• **Instruction A**
Reproduce the entries without any alteration, beginning with their first line and continuing through the line that contains "117], [34, 112]]", with both of those lines included.

• **Source text**
The first thread to hit the Lazy<T> object will trigger the instantiation process for type T. All following threads that gain access to Value receive the response generated by the first—whatever that is. In other words, if the first thread causes an exception when invoking the constructor of the type T, then all subsequent calls—regardless of the thread—will receive the same exception.
By design, different threads can’t get different responses from the same instance of Lazy<T>. This is the behavior you get when you choose the default constructor of Lazy<T>.

The Lazy<T> class, however, also features an additional constructor:

public Lazy(bool isThreadSafe)

The Boolean argument indicates whether or not you want thread safety. As mentioned, the default value is true, which will offer the aforementioned behavior.

If you pass false instead, the Value property will be accessed from just one thread—the one that initializes the Lazy type. The behavior is undefined if multiple threads attempt to access the Value property.

The Lazy<T> constructor that accepts a Boolean value is a special case of a more general signature where you pass the Lazy<T>
constructor a value from the LazyThreadSafetyMode enumeration. Figure 1 explains the role of each value in the enumeration.

Figure 1 TheLazyThreadSafetyMode Enumeration

Value Description
None The Lazy<T>instance isn’t thread-safe and its behavior is undefined if it’s accessed from multiple threads.
PublicationOnly Multiple threads are allowed to concurrently try to initialize the Lazy type. The first thread to complete wins and the results generated by all others are discarded.
ExecutionAndPublication Locks are used to ensure that only a single thread can initialize a Lazy<T> instance in a thread-safe manner.

You can set the PublicationOnly mode using either of the following constructors:

public Lazy(LazyThreadSafetyMode mode)
public Lazy<T>(Func<T>, LazyThreadSafetyMode mode)

The values in Figure 1 other than PublicationOnly are implicitly set when you use the constructor that accepts a Boolean value:

public Lazy(bool isThreadSafe)

In that constructor, if the argument isThreadSafe is false, then the selected threading mode is None. If the argument isThreadSafe is set to true, then the threading mode is set to ExecutionAndPublication. ExecutionAndPublication is also the working mode when you choose the default constructor.

The PublicationOnly mode falls somewhere in between the full thread safety guaranteed by ExecutionAndPublication and the lack thereof you get with None. PublicationOnly allows concurrent threads to try to create the instance of the type T but ensures that only one thread is the winner. The T instance created by the winner is then shared among all other threads regardless of the instance that each may have computed.

There’s an interesting difference between None and ExecutionAndPublication regarding a possible exception thrown during the initialization. When PublicationOnly is set, an exception generated during the initialization isn’t cached; subsequently, each thread that attempts to read Value will have a chance to re-initialize if an instance of T isn’t available. Another difference between PublicationOnly and None is that no exception is thrown in PublicationOnly mode if the constructor of T attempts to recursively access Value. That situation will raise an InvalidOperation exception when the Lazy<T> class works in None or ExecutionAndPublication modes.

• **Provided data**
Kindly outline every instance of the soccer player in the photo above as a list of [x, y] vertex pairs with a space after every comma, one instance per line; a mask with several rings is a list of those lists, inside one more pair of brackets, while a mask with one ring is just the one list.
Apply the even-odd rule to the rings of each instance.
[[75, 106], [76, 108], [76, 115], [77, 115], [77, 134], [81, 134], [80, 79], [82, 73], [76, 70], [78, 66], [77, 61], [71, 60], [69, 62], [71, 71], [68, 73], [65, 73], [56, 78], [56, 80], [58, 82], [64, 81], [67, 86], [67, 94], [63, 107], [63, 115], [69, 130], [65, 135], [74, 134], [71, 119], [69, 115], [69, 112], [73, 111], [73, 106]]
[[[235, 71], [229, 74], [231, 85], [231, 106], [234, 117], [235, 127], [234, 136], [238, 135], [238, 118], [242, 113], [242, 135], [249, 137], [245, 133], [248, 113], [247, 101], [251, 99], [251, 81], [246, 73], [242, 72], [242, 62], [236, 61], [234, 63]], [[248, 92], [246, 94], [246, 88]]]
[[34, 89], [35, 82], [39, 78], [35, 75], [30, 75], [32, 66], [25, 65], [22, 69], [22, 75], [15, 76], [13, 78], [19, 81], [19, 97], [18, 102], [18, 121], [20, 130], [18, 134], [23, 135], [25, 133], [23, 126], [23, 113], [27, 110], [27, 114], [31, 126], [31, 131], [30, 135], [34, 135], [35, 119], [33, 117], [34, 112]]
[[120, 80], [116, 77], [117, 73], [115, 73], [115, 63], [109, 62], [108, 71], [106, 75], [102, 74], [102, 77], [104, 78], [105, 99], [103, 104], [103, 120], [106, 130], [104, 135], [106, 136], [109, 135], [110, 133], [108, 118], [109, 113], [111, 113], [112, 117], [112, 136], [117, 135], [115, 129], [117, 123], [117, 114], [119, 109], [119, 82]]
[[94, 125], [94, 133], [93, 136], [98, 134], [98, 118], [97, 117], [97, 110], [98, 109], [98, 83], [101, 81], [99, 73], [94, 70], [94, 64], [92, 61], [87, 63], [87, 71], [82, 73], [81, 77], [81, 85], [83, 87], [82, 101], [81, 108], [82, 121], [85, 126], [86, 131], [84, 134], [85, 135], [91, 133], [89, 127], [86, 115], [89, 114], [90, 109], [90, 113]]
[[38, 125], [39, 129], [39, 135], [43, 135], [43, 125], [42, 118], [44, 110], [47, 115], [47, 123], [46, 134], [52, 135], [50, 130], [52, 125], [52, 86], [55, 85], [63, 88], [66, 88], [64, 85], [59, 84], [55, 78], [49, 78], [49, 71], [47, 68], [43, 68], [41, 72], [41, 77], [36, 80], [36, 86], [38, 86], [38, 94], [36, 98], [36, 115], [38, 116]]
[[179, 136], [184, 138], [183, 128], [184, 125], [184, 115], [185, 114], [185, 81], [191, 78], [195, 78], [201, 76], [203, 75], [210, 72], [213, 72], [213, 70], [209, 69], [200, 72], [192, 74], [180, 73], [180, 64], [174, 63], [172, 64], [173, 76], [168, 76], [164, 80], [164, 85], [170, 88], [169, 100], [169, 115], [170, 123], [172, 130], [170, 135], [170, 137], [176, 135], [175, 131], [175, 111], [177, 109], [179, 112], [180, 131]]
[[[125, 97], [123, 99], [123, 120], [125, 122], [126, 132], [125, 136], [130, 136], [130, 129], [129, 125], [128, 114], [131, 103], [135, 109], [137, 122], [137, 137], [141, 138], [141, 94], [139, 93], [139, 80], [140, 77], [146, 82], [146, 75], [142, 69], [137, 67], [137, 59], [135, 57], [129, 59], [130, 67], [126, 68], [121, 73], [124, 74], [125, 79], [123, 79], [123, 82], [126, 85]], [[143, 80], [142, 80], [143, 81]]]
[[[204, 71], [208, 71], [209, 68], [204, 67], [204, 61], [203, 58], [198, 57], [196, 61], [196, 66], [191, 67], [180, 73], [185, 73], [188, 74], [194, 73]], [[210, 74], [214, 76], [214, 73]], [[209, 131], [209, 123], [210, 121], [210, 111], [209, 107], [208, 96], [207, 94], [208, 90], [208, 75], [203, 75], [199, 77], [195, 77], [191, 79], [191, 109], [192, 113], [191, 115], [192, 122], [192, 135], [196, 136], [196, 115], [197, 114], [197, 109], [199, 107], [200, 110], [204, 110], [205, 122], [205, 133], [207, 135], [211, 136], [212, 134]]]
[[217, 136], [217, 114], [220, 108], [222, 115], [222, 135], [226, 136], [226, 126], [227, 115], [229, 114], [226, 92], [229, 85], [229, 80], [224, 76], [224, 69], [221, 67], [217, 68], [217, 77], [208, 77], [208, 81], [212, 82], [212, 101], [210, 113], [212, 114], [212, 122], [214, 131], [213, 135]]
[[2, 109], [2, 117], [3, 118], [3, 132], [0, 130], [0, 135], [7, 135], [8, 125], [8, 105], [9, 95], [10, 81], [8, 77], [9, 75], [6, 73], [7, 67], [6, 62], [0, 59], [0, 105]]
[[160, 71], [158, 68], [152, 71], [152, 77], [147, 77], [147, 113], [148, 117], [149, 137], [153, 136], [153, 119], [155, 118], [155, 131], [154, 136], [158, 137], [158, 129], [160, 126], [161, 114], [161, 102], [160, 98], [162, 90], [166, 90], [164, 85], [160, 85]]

• **Instruction B**
Using the source text on the Lazy<T> class, answer the following:
(i) Which threading mode is selected when the isThreadSafe argument is false?
(ii) Which mode is the working mode when the default constructor is chosen?
(iii) Which exception is raised in None or ExecutionAndPublication mode if the constructor of T attempts to recursively access Value?

• **Worked solution A**
Kindly outline every instance of the soccer player in the photo above as a list of [x, y] vertex pairs with a space after every comma, one instance per line; a mask with several rings is a list of those lists, inside one more pair of brackets, while a mask with one ring is just the one list.
Apply the even-odd rule to the rings of each instance.
[[75, 106], [76, 108], [76, 115], [77, 115], [77, 134], [81, 134], [80, 79], [82, 73], [76, 70], [78, 66], [77, 61], [71, 60], [69, 62], [71, 71], [68, 73], [65, 73], [56, 78], [56, 80], [58, 82], [64, 81], [67, 86], [67, 94], [63, 107], [63, 115], [69, 130], [65, 135], [74, 134], [71, 119], [69, 115], [69, 112], [73, 111], [73, 106]]
[[[235, 71], [229, 74], [231, 85], [231, 106], [234, 117], [235, 127], [234, 136], [238, 135], [238, 118], [242, 113], [242, 135], [249, 137], [245, 133], [248, 113], [247, 101], [251, 99], [251, 81], [246, 73], [242, 72], [242, 62], [236, 61], [234, 63]], [[248, 92], [246, 94], [246, 88]]]
[[34, 89], [35, 82], [39, 78], [35, 75], [30, 75], [32, 66], [25, 65], [22, 69], [22, 75], [15, 76], [13, 78], [19, 81], [19, 97], [18, 102], [18, 121], [20, 130], [18, 134], [23, 135], [25, 133], [23, 126], [23, 113], [27, 110], [27, 114], [31, 126], [31, 131], [30, 135], [34, 135], [35, 119], [33, 117], [34, 112]]

• **Worked solution B**
(i) None.
(ii) ExecutionAndPublication.
(iii) An InvalidOperation exception.